Provided passage
Workpuls: Yeah, it makes sense, especially connected the time tracking parts, of course, because of our own industry. But yeah, we are using it. We are using it internally, of course and  I've seen that it's been helping me. On the days when I remember to use it though. But when I am using it, when I'm really using what I want to work on something or I created a project, then I create a task within that project so I can track time, I can see exactly how much time on average it takes me to write a blog exactly. Not just on the top of my head. I think it takes me, no, it takes me this amount of time and it makes it easier for me to calculate in the future how much time I need to allocate to something else. So I believe that's really… It's also helping people on an individual level to organize their productivity and their time, I guess.


Michael Alexis: Yeah, absolutely powerful, powerful tools.


Workpuls: Okay. Do you have a tip for managers who are trying to increase productivity in the workplace? What's the first thing they should do?


Michael Alexis: Do four week cycles. Experiment with it. Even like one manager, one person on your team just say, “Hey, here's the list of deliverables going through until the end of the month. At the end of the month, expectation is that everything's done 100%.” And I think you will be wildly impressed, just like I was, with how much everybody can get done when they have that clarity from your direction and your collaboration with them.


Workpuls: Okay, that's it, like four week cycles is now something that you are a strong believer of and you're not switching to anything else anytime soon, I guess.

What you should do
Reproduce the part of the interview excerpt starting with "Michael Alexis: Yeah, absolutely" and going on through "soon, I guess.". The records aren't needed for any of this.

Extracted records
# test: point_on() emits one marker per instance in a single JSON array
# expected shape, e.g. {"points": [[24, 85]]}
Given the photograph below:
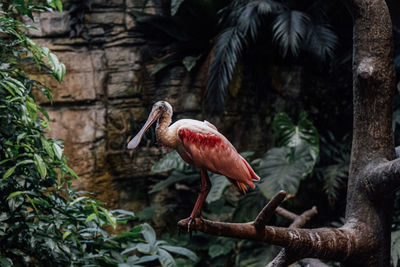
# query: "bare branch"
{"points": [[327, 243], [285, 256], [268, 211]]}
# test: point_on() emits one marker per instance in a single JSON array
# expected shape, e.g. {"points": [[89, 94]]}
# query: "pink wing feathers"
{"points": [[211, 150]]}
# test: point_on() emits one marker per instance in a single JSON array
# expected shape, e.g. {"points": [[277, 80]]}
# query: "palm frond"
{"points": [[227, 50], [321, 41], [289, 29]]}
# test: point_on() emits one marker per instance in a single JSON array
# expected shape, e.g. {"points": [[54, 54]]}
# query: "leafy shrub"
{"points": [[43, 222]]}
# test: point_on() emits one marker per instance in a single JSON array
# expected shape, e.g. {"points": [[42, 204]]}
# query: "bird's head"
{"points": [[159, 108]]}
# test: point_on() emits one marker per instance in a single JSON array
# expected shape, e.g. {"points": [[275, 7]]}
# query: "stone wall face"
{"points": [[106, 96]]}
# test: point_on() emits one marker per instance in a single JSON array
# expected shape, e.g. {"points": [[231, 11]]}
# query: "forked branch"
{"points": [[326, 243]]}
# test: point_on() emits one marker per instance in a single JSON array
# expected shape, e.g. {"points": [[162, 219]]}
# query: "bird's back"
{"points": [[204, 147]]}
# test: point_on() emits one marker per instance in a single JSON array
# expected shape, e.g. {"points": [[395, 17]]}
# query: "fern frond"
{"points": [[321, 41], [289, 29], [244, 19]]}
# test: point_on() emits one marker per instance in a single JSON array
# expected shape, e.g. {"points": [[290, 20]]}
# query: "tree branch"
{"points": [[268, 211], [327, 243]]}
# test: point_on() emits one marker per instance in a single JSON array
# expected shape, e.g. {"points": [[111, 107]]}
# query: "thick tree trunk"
{"points": [[374, 175], [369, 203]]}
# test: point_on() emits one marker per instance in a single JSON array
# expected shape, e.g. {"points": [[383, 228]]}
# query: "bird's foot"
{"points": [[191, 225]]}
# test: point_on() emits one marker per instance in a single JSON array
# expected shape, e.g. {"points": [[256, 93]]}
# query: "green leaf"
{"points": [[175, 4], [181, 251], [283, 168], [289, 30], [175, 177], [395, 248], [219, 183], [57, 150], [32, 110], [66, 234], [165, 258], [170, 162], [76, 200], [40, 165], [9, 172], [216, 250], [47, 147], [14, 194]]}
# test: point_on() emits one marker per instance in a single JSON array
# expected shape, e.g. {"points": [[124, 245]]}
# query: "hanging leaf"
{"points": [[290, 135], [66, 234], [40, 165], [165, 258], [289, 30], [110, 218], [57, 150], [149, 234], [283, 168], [395, 248], [171, 161]]}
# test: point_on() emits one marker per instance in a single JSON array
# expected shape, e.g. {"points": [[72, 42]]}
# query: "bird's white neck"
{"points": [[164, 134]]}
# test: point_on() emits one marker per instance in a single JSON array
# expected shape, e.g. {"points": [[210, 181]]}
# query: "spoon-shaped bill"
{"points": [[154, 115]]}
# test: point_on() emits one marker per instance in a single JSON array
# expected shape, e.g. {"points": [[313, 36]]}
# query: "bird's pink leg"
{"points": [[204, 190]]}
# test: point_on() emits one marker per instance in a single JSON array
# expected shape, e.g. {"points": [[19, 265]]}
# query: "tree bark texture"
{"points": [[374, 174]]}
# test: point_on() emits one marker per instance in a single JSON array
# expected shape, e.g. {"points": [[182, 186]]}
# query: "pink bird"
{"points": [[200, 144]]}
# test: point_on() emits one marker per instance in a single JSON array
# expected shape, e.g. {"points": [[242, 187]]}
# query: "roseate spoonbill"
{"points": [[200, 144]]}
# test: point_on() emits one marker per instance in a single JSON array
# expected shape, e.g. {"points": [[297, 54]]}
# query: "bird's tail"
{"points": [[242, 186]]}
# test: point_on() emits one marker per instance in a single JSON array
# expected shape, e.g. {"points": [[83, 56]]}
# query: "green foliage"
{"points": [[395, 247], [283, 168], [333, 168], [43, 222]]}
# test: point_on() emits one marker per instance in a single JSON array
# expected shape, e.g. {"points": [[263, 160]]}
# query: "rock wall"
{"points": [[107, 93]]}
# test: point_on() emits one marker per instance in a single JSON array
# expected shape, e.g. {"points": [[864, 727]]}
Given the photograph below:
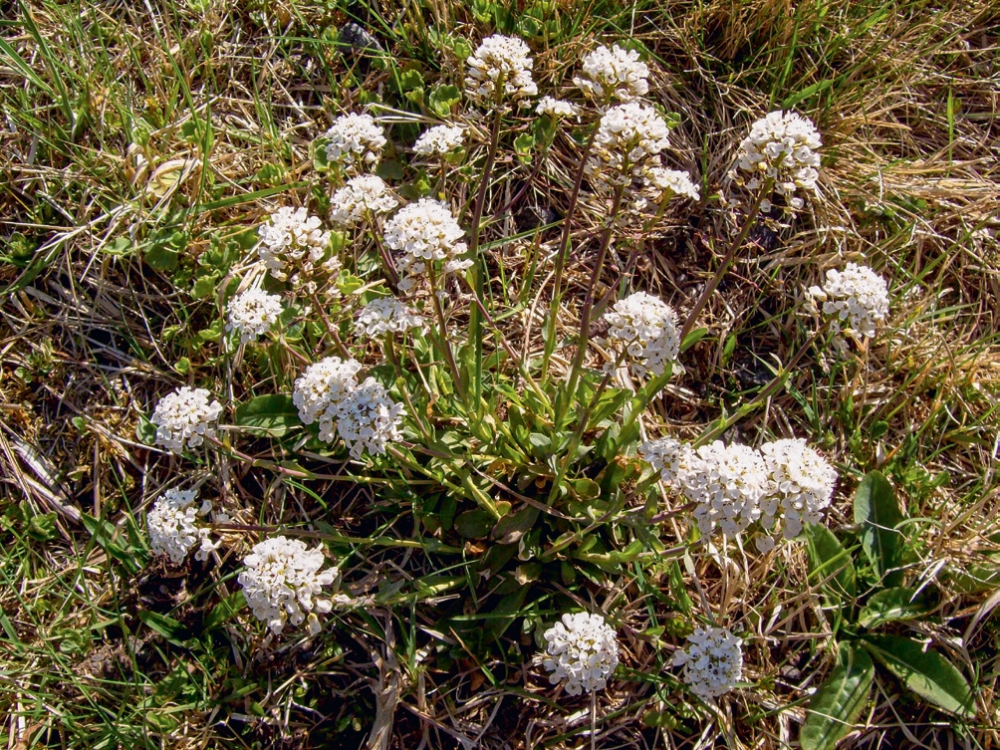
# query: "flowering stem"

Answer to this problem
Michael Alexis: Yeah, absolutely powerful, powerful tools.


Workpuls: Okay. Do you have a tip for managers who are trying to increase productivity in the workplace? What's the first thing they should do?


Michael Alexis: Do four week cycles. Experiment with it. Even like one manager, one person on your team just say, “Hey, here's the list of deliverables going through until the end of the month. At the end of the month, expectation is that everything's done 100%.” And I think you will be wildly impressed, just like I was, with how much everybody can get done when they have that clarity from your direction and your collaboration with them.


Workpuls: Okay, that's it, like four week cycles is now something that you are a strong believer of and you're not switching to anything else anytime soon, I guess.